Copy each line of the data below with the word "hair".

--- DATA FOR THIS TASK Enclosed Below ---

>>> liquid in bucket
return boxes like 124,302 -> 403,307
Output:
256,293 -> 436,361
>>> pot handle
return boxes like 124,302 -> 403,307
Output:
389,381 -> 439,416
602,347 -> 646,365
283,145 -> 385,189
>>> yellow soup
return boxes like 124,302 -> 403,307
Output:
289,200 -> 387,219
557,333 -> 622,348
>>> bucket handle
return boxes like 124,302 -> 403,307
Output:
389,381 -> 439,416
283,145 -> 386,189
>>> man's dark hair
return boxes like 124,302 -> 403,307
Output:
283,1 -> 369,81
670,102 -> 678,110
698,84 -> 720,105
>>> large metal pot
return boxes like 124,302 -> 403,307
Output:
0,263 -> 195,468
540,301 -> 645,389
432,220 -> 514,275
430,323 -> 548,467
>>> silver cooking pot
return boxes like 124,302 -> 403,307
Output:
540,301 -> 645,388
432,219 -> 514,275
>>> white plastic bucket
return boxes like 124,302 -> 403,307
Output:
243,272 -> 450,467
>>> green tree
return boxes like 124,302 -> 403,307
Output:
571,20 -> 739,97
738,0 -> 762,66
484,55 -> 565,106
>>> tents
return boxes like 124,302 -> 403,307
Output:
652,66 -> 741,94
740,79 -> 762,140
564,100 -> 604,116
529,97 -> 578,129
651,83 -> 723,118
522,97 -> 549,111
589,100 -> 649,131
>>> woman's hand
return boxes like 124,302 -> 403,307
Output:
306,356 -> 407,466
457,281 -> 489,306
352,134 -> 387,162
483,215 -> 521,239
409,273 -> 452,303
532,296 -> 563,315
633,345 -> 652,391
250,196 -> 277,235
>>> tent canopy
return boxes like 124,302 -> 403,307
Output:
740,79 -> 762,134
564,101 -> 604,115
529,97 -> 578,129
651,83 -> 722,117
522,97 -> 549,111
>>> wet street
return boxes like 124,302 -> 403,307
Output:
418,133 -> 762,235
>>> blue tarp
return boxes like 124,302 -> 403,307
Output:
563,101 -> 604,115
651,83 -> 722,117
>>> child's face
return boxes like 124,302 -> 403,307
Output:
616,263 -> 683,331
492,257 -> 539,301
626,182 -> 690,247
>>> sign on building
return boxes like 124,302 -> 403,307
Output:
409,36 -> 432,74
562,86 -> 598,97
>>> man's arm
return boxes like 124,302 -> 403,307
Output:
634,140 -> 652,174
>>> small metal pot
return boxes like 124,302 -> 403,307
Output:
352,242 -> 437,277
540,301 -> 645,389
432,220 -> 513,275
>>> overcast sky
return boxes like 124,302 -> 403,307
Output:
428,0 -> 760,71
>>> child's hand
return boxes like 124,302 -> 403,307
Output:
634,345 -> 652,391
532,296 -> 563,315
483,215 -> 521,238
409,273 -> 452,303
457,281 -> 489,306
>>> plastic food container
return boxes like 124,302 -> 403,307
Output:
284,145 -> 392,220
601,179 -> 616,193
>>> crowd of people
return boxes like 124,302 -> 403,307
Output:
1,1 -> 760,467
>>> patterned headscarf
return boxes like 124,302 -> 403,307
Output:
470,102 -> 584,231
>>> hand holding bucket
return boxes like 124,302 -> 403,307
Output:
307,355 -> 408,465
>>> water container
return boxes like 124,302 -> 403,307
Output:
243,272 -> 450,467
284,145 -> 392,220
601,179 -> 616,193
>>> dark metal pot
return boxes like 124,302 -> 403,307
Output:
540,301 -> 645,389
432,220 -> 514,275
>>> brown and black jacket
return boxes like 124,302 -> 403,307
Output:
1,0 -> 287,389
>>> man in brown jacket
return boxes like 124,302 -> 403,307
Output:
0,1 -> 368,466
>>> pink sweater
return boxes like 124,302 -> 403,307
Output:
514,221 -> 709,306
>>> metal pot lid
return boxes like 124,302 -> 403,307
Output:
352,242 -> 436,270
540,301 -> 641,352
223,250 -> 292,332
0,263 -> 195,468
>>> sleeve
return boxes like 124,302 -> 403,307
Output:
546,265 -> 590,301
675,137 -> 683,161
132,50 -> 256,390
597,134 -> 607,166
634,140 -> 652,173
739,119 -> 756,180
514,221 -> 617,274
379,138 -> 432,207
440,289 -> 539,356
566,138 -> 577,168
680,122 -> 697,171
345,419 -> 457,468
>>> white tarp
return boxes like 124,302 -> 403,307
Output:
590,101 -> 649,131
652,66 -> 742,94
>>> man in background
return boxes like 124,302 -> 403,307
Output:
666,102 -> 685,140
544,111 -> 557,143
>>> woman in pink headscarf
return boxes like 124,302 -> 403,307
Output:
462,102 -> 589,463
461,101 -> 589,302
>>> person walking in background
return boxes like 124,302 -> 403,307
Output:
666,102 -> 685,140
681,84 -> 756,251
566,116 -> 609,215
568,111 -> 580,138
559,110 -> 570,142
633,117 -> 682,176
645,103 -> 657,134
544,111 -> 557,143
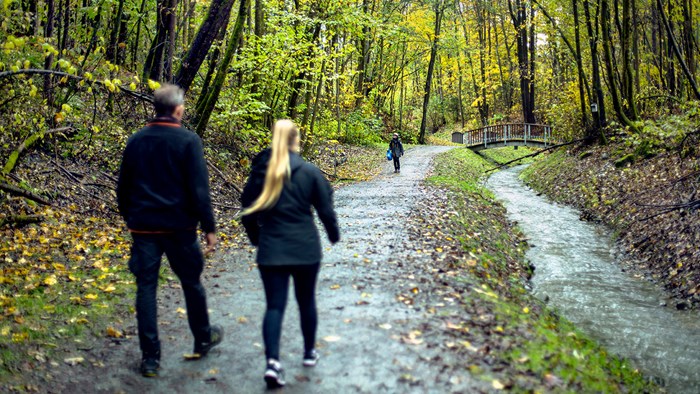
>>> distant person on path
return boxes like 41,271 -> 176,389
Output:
240,119 -> 340,389
117,84 -> 223,378
389,132 -> 404,173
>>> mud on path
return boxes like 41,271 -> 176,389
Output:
53,145 -> 492,393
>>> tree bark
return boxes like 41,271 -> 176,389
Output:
418,0 -> 444,144
107,0 -> 126,64
175,0 -> 236,92
144,0 -> 177,82
601,0 -> 638,131
656,0 -> 700,100
195,0 -> 250,136
583,0 -> 607,131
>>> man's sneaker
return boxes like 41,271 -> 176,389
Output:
264,359 -> 286,389
194,324 -> 224,357
303,349 -> 319,367
140,357 -> 160,377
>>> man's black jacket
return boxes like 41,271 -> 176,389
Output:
240,149 -> 339,265
117,118 -> 215,234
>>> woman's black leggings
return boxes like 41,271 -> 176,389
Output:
258,263 -> 320,360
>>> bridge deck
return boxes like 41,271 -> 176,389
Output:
452,123 -> 559,150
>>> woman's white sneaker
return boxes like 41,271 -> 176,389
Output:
264,359 -> 286,389
303,350 -> 319,367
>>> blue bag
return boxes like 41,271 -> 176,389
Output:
386,149 -> 393,161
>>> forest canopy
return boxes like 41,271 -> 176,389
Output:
0,0 -> 699,185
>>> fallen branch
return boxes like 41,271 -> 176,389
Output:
51,159 -> 82,183
3,127 -> 73,175
211,201 -> 241,210
319,168 -> 357,182
0,180 -> 51,205
0,214 -> 43,227
484,139 -> 586,173
206,160 -> 243,194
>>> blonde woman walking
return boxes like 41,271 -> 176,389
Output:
240,119 -> 340,389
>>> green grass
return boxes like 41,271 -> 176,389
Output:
479,146 -> 539,166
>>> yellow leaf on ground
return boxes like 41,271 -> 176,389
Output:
43,276 -> 57,286
106,327 -> 123,338
176,307 -> 186,315
322,335 -> 341,342
492,379 -> 505,390
84,294 -> 98,300
329,284 -> 341,290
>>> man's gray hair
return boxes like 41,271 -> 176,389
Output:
153,84 -> 185,116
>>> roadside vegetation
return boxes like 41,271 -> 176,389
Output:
410,146 -> 655,392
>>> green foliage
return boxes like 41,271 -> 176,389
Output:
338,110 -> 385,146
479,146 -> 538,166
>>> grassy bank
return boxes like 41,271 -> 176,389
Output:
417,146 -> 654,392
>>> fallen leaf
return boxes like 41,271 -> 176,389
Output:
64,357 -> 84,366
329,284 -> 341,290
106,327 -> 123,338
378,323 -> 392,330
323,335 -> 341,342
492,379 -> 505,390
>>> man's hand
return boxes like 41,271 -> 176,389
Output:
204,232 -> 218,256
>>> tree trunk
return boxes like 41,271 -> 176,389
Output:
195,0 -> 250,136
107,0 -> 126,64
583,0 -> 607,131
144,0 -> 177,82
175,0 -> 236,92
621,0 -> 639,119
43,0 -> 56,106
601,0 -> 638,131
132,0 -> 148,69
164,0 -> 178,82
418,1 -> 444,144
508,0 -> 535,123
354,0 -> 371,107
250,0 -> 265,94
656,0 -> 700,100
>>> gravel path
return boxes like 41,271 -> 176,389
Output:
62,145 -> 491,393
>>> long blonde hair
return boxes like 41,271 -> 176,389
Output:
241,119 -> 300,216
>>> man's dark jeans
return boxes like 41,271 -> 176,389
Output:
128,231 -> 210,357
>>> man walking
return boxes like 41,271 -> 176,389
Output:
117,84 -> 223,377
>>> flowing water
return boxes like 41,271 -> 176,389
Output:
486,165 -> 700,393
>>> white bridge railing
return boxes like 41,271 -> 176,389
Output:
452,123 -> 557,149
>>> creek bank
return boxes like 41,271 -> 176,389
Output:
521,138 -> 700,309
417,147 -> 654,392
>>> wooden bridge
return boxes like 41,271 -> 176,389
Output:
452,123 -> 557,151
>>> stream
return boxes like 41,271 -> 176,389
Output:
486,165 -> 700,393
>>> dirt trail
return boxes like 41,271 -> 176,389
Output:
61,145 -> 490,393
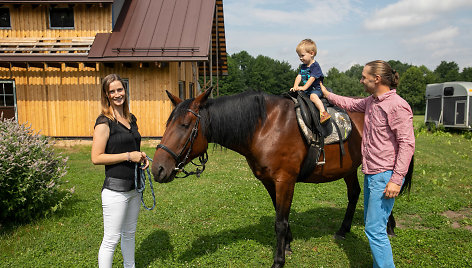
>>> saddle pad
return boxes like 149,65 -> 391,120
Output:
296,106 -> 352,145
324,107 -> 352,145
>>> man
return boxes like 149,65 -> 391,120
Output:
320,60 -> 415,267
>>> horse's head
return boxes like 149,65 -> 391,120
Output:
152,87 -> 212,183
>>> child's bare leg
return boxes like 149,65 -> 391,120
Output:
310,94 -> 326,113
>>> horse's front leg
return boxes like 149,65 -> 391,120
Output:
261,180 -> 293,256
272,180 -> 296,268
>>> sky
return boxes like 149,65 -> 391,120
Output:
223,0 -> 472,73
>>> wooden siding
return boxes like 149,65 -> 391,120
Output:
0,61 -> 197,137
0,4 -> 112,38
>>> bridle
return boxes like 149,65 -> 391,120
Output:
156,109 -> 208,178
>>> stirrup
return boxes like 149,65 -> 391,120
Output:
317,148 -> 326,165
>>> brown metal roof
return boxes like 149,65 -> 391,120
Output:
89,0 -> 220,62
0,1 -> 114,3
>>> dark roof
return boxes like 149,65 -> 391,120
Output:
0,1 -> 113,3
89,0 -> 222,62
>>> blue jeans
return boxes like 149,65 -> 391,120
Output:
364,170 -> 397,268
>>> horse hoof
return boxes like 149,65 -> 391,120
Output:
388,232 -> 397,237
333,233 -> 346,240
285,249 -> 293,256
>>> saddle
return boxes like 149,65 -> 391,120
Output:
285,91 -> 352,179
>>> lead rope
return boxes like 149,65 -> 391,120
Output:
134,156 -> 156,210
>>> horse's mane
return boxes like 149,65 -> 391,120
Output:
202,91 -> 268,147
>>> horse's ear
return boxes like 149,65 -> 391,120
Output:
194,87 -> 213,107
166,90 -> 183,106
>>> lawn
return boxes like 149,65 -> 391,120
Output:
1,115 -> 472,267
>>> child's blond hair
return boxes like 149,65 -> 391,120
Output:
296,39 -> 317,56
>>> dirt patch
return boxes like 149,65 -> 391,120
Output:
51,138 -> 160,148
441,208 -> 472,230
442,210 -> 465,220
52,139 -> 93,147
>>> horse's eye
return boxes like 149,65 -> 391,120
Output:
180,123 -> 191,129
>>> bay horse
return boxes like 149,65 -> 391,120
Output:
152,88 -> 413,268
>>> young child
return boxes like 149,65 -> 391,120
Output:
290,39 -> 331,123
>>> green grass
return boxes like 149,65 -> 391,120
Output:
1,115 -> 472,267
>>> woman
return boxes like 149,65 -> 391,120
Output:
91,74 -> 149,268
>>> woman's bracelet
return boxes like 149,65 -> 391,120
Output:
127,152 -> 131,162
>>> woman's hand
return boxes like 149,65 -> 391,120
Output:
129,151 -> 149,169
140,152 -> 149,169
320,82 -> 330,97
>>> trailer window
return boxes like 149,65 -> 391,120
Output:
444,87 -> 454,96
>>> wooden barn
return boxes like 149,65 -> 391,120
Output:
0,0 -> 227,137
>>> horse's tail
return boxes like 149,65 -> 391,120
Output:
399,155 -> 414,195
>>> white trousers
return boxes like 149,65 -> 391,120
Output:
98,188 -> 141,268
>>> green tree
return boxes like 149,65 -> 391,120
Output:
398,66 -> 428,113
325,67 -> 366,97
218,51 -> 297,96
218,56 -> 246,96
434,61 -> 460,82
388,60 -> 412,76
461,67 -> 472,82
344,64 -> 363,80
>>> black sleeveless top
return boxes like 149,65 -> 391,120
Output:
94,114 -> 141,180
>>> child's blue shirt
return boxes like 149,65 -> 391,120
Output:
300,61 -> 324,93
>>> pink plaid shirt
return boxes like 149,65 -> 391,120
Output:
327,90 -> 415,185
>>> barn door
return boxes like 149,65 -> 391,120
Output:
455,101 -> 466,125
0,80 -> 16,121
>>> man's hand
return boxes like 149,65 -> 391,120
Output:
383,182 -> 401,199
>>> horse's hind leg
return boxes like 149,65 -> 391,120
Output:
335,171 -> 361,239
387,210 -> 396,236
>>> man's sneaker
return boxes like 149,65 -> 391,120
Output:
320,111 -> 331,124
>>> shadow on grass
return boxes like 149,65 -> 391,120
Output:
0,193 -> 84,235
178,207 -> 370,266
136,229 -> 173,267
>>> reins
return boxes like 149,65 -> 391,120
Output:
134,156 -> 156,210
156,108 -> 208,179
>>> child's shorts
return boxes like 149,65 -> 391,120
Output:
304,88 -> 323,98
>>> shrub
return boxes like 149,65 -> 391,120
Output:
0,117 -> 70,223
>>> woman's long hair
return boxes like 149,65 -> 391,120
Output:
100,74 -> 131,122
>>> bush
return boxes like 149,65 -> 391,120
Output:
0,117 -> 70,223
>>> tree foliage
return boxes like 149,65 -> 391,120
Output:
217,51 -> 297,96
215,51 -> 471,114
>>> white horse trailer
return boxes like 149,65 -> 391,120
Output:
425,82 -> 472,130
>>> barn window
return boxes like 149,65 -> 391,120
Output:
0,8 -> 11,28
0,80 -> 17,121
179,81 -> 186,99
122,78 -> 130,102
49,7 -> 74,29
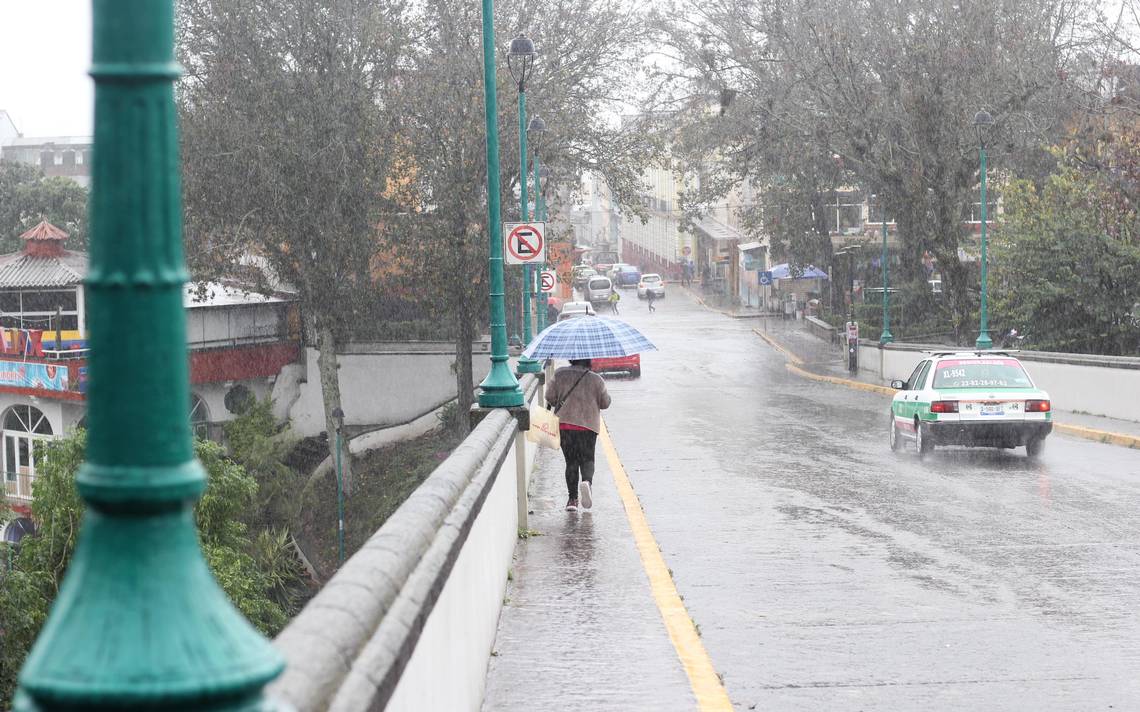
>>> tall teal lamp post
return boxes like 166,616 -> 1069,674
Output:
508,34 -> 541,375
877,195 -> 893,345
14,0 -> 285,709
478,0 -> 525,407
973,109 -> 995,350
535,159 -> 552,332
528,115 -> 548,333
333,406 -> 346,565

--- End of Enclosed DATA FOR THIS TASK ---

WRITTEN RESPONSE:
>>> man's dark hair
>>> man's gray hair
>>> long blonde hair
>>> child's blond hair
>>> woman's long hair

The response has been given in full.